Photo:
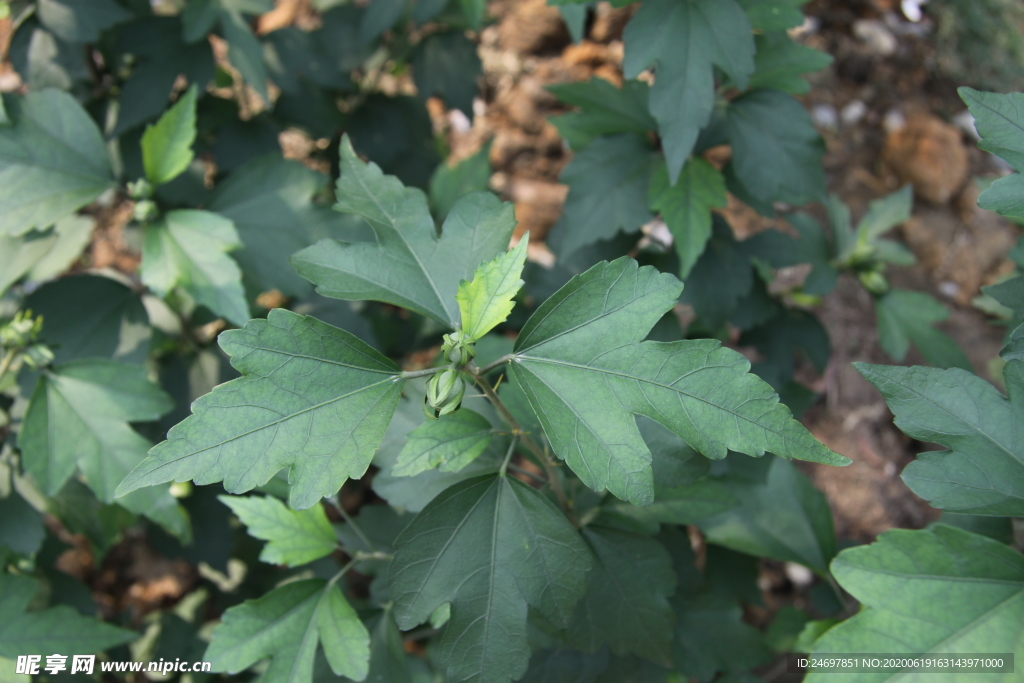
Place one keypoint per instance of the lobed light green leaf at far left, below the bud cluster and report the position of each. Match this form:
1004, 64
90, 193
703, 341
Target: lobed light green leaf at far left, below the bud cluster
78, 420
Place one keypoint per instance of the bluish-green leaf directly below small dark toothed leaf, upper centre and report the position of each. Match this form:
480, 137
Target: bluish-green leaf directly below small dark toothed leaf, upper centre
608, 192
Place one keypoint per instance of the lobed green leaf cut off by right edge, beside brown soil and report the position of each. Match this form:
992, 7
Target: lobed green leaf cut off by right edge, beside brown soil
1000, 121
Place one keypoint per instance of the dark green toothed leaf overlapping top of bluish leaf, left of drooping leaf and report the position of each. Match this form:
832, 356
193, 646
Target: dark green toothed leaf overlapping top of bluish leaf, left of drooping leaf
606, 110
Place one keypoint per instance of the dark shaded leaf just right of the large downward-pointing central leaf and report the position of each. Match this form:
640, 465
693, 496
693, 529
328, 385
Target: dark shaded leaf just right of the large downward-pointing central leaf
626, 606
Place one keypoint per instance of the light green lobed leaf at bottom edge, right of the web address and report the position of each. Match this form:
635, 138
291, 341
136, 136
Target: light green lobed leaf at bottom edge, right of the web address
286, 626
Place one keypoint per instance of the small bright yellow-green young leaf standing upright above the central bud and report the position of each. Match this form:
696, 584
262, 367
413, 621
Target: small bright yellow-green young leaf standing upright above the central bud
487, 301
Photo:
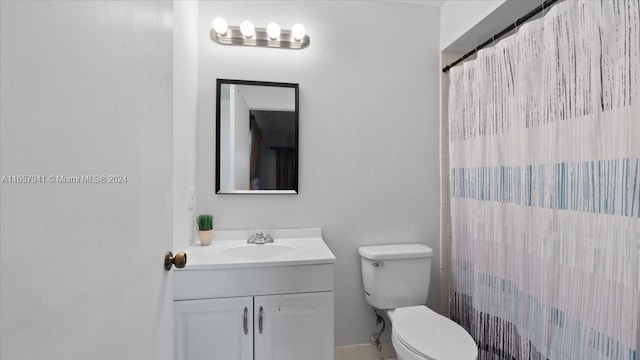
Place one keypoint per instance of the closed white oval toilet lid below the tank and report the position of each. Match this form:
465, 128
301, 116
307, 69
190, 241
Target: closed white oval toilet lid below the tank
432, 335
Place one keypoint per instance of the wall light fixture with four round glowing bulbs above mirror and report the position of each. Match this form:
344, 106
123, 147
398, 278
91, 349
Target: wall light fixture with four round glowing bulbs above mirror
248, 35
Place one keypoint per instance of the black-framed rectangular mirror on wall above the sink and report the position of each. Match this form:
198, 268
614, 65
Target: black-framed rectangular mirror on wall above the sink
256, 137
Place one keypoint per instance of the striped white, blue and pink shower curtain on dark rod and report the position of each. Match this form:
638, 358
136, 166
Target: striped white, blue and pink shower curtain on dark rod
544, 143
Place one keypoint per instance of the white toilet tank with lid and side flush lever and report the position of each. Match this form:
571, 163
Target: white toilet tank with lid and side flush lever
397, 275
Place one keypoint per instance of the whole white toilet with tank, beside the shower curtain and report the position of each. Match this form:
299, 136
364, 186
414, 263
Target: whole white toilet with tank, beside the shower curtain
396, 280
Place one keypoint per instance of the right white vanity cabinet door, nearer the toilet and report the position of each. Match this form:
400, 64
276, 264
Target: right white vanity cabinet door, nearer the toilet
294, 326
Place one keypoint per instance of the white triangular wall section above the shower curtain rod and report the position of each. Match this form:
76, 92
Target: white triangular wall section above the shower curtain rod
459, 16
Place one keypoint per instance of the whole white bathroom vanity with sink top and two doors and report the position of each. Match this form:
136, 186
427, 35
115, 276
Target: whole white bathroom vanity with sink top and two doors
240, 301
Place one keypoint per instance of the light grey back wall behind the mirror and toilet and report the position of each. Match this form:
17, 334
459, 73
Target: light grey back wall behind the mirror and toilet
369, 170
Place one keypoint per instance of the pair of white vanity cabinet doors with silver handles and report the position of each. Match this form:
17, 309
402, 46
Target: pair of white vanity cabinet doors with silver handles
281, 327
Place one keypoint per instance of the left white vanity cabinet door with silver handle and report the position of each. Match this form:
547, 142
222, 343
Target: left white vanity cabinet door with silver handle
214, 329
*****
● **DESCRIPTION OF THE TASK**: Print all the entries exactly as they appear, without the pictures.

● **SOLVED PROBLEM**:
Photo:
Place one keypoint per instance of the lobed light green leaf at far left, below the bud cluster and report the position of each. Match this form:
1004, 64
90, 193
703, 341
Target: lobed light green leaf at far left, below the bud cluster
78, 420
Place one keypoint per instance of the bluish-green leaf directly below small dark toothed leaf, upper centre and report the position of each. Match this form:
480, 137
Target: bluish-green leaf directly below small dark toothed leaf, upper centre
608, 192
Place one keypoint per instance of the lobed green leaf cut off by right edge, beside brown soil and report the position of each. Match this form:
992, 7
Target: lobed green leaf cut off by right edge, beside brown soil
1000, 121
Place one keypoint per instance of the dark green toothed leaf overlapping top of bluish leaf, left of drooping leaf and report the position of each. Match this form:
832, 356
193, 646
Target: dark green toothed leaf overlapping top of bluish leaf, left of drooping leaf
606, 110
Place one keypoint per instance of the dark shaded leaf just right of the large downward-pointing central leaf and report the position of each. Match this form:
640, 465
693, 496
693, 529
328, 385
Target: dark shaded leaf just right of the large downward-pointing central leaf
626, 606
Place one keypoint per instance of the light green lobed leaf at bottom edge, right of the web address and report the position of each. Match this form:
635, 138
291, 341
136, 136
Target: light green lobed leaf at bottom edge, right of the web address
286, 626
Place one keypoint per instance of the small bright yellow-green young leaf standing upright above the central bud and report the position of each. Match this form:
696, 584
262, 367
413, 621
Target: small bright yellow-green young leaf standing upright above the central bud
487, 301
Photo:
Place one keypoint per instance of the closed white oval toilet lid below the tank and report the position of each. Match this form:
465, 128
301, 116
307, 69
190, 241
Target: closed white oval toilet lid below the tank
432, 335
Place one keypoint per instance of the wall light fixture with four round glowing bulbs above mirror and report the position of each. Match this form:
344, 106
123, 147
398, 278
91, 349
Target: wall light fixture with four round glowing bulbs above mirror
248, 35
Place one keypoint per instance of the black-framed rectangular mirror on wall above the sink and report the position of each. Match this form:
198, 268
614, 65
Target: black-framed rectangular mirror on wall above the sink
256, 137
Place one keypoint per instance of the striped white, blue and pink shower curtain on dark rod and report the position of each. Match this form:
638, 358
136, 166
Target: striped white, blue and pink shower curtain on dark rod
544, 143
Place one keypoint per instance of the white toilet tank with lid and side flush lever and report the position of each. Match this form:
571, 163
Target: white toilet tank with lid and side flush lever
397, 275
Place one keypoint per instance of the whole white toilet with tank, beside the shower curtain and report the position of each. Match this form:
299, 136
364, 186
414, 263
Target: whole white toilet with tank, beside the shower curtain
396, 280
Place one keypoint per instance of the right white vanity cabinet door, nearer the toilet and report the position of each. Match this form:
400, 64
276, 264
Target: right white vanity cabinet door, nearer the toilet
294, 326
Place one keypoint per instance of the white triangular wall section above the shower curtain rod and report the position of each. Match this form:
76, 92
Target: white triangular wall section above the shower curtain rod
459, 16
Place one keypoint per instance of the whole white bathroom vanity with sink top and two doors and report the position of each. Match this form:
136, 186
427, 35
115, 276
Target: whole white bathroom vanity with sink top and two doors
240, 301
Place one keypoint per instance of the light grey back wall behind the mirror and toilet and report the position of each. Match this form:
17, 334
459, 73
Target: light grey back wall behind the mirror and toilet
369, 170
Place one keypoint per instance of the pair of white vanity cabinet doors with silver handles and report the position of each. Match this form:
17, 309
402, 46
Target: pair of white vanity cabinet doors with silver handles
281, 327
Place one keypoint per instance of the left white vanity cabinet door with silver handle and report the position of each. Match this form:
547, 142
222, 343
Target: left white vanity cabinet door with silver handle
214, 329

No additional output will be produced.